### Requirements
The listing below should be copied in full, word for word.
##########
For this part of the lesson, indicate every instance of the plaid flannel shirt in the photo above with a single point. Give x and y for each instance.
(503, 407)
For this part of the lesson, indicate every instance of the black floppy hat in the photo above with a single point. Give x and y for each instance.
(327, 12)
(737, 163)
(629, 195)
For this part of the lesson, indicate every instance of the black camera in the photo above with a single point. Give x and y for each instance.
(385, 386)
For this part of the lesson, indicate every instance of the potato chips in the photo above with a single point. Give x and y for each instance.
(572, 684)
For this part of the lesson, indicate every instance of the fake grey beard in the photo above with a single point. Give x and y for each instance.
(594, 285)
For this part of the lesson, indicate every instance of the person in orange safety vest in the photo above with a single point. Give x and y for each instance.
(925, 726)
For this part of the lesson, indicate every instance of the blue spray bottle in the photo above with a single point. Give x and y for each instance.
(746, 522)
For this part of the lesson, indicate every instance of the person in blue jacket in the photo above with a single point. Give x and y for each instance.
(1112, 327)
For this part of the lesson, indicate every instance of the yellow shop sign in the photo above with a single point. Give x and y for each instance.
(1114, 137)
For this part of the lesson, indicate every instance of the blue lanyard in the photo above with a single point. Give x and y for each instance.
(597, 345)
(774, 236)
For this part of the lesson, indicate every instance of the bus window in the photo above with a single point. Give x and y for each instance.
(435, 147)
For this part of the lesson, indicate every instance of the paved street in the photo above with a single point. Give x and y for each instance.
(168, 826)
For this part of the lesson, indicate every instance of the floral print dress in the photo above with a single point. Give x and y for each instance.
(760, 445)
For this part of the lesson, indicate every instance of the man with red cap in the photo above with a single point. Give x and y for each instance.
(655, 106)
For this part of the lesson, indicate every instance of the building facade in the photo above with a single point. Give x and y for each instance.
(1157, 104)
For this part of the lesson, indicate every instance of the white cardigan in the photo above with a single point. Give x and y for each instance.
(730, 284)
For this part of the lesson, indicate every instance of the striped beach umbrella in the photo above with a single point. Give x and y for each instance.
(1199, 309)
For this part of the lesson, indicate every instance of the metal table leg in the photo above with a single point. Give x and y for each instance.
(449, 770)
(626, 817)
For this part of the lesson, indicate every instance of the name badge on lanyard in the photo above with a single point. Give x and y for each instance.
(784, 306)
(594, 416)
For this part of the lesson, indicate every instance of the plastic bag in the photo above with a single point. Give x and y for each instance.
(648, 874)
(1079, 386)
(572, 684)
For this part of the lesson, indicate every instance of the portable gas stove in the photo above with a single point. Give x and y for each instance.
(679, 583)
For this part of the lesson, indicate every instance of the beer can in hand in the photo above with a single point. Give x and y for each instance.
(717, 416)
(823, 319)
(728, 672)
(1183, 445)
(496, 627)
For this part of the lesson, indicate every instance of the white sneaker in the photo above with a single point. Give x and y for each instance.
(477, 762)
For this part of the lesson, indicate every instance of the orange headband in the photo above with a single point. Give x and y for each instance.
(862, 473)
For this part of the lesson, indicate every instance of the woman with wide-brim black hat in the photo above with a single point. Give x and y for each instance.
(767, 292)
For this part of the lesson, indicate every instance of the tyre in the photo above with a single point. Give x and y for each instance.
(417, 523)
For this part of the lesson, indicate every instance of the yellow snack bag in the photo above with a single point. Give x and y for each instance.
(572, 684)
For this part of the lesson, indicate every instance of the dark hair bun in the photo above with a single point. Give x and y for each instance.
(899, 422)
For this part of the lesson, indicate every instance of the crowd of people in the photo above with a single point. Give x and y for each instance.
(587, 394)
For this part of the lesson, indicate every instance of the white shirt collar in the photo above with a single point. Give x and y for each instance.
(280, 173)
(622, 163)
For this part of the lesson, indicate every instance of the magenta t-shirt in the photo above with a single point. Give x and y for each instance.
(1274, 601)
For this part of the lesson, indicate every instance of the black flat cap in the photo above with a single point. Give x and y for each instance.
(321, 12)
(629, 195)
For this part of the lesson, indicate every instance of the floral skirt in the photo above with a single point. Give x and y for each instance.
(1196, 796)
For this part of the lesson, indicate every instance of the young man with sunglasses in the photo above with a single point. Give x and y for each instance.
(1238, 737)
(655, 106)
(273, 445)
##########
### Finished exercise
For this part of the lesson, indicate every instance of the plaid flannel shirt in the photo above with a single point. Give x and y for each instance.
(503, 407)
For this part of the lesson, indicate every instance of the black floppy hat in the photo above with a single point. Give x and y for each instance.
(327, 12)
(737, 163)
(629, 195)
For this part of the lesson, indicate every instance of the black camera in the photo above with a single point. Give x and y for each instance.
(385, 386)
For this part of the lesson, indicate every instance of the potato chips in the photo above with a single point. Give x and y for each instance.
(572, 684)
For this part of the lesson, indicate every instance of the fake grey beard in the photo above with a single point. Give x and y for each instance.
(594, 285)
For this part of the lesson, indicate every instance of the person in orange safety vest in the photo above with a single point. Give x and y for each instance.
(925, 726)
For this part of the lesson, indicate every instance of the blue spray bottle in the photo above with a single point. Give x and y for each instance.
(746, 522)
For this part of the lesson, indicate every instance of the person in blue jacket in the photo above with a single point. Give x and y for each instance.
(1112, 327)
For this part of the lesson, indicate every instance of the yellow shop sign in the photo above with a single point. Give x and y for each instance.
(1114, 137)
For this part of the lesson, indicate every instance of the blue lanyard in the photo above with a single point. Give x and y for each instance.
(597, 345)
(774, 236)
For this part of the lesson, indicate every instance of the bus window in the photo above with a single point. Give x and y for each instance.
(435, 147)
For this part of the lesson, indicate every instance of the paved street in the photo above with a single point. Give x and y for each instance.
(168, 826)
For this part of the lesson, indicate every instance of the floral print dress in the photo above with a single point. Give x and y for each instance.
(760, 445)
For this part of the lesson, indicate every instance of the man with red cap in the photo above with a single point. Give x and y for each instance.
(655, 106)
For this part of the lesson, indicate every instance of the building facade in the photo above with a single point. Give x and y for each instance.
(1157, 104)
For this part of the lesson, indicate every instance of the white cardigan in the photo above with a single point. Give x and y for each instance.
(730, 284)
For this part of the lesson, indicate every instance of the striped beach umbrella in the photo above with a single point. Give x and y for each instance.
(1199, 309)
For this part of the lesson, indicate every instance of the metal table leg in the photo above with a single point. Give x and y for each instance.
(449, 770)
(626, 817)
For this part of the lesson, indicate every instance of the name badge on lanyard in the photo above with a single point. Give x and y for each instance.
(784, 306)
(594, 416)
For this part of the lesson, indicate every instance of the plastic bag in the photo above with a single point. Give x and y for each instance.
(648, 874)
(1079, 386)
(572, 684)
For this part of the lesson, indicate every instance of the portable gas stove in the photo above with a single point. Give x and y for each instance.
(679, 583)
For this part of the lesson, indicate every instance of the beer can in hand in the photo above with a single point. Give x and y for each instance.
(717, 416)
(823, 319)
(728, 672)
(1183, 445)
(496, 627)
For this part of the lesson, indicate every instance of the white sneaker in the photo above with a single point. Give x and y for each instance.
(477, 762)
For this part of the lesson, indicate every instance of the orange headband in the photo above with a single point. Give x and y for each instance.
(862, 473)
For this part of the lesson, indicate every instance of the woman with wide-brim black hat in the photo above with a single point. Give x and y for each instance.
(767, 292)
For this part of the lesson, indicate every instance of the tyre in the photo above with a single point. Give x and y for each instance.
(417, 523)
For this part of the lesson, indicate every instance of the yellow snack bag in the photo above with a single point. Give x and y for each instance.
(572, 684)
For this part of the lesson, indicate every instance of the dark hair bun in the photo above with a single point. Give x and y for each instance.
(899, 422)
For this part of the lesson, indicate every instance of the crowd of people in the photo above with a single point. Give x and y for each instance.
(587, 394)
For this part of the lesson, indicate every instance of the white shirt collar in the photo above with a single point. Give x and y for each instance.
(280, 173)
(622, 163)
For this part of the lesson, indicate every instance of the magenta t-shirt in the photo above with a single point. Give x and y for each instance.
(1274, 601)
For this part of the lesson, indicate every instance of the black flat cap in the photo above with a single point. Give x and y for each instance.
(321, 12)
(629, 195)
For this part of the lesson, indicate every instance of the floral skirt in the photo above with a single point. Give x and y for each instance.
(1196, 796)
For this part of the lesson, indicate every instance of the young man with sunglasses in the photo above with a single point. Give x and y for each instance.
(1238, 737)
(655, 106)
(273, 445)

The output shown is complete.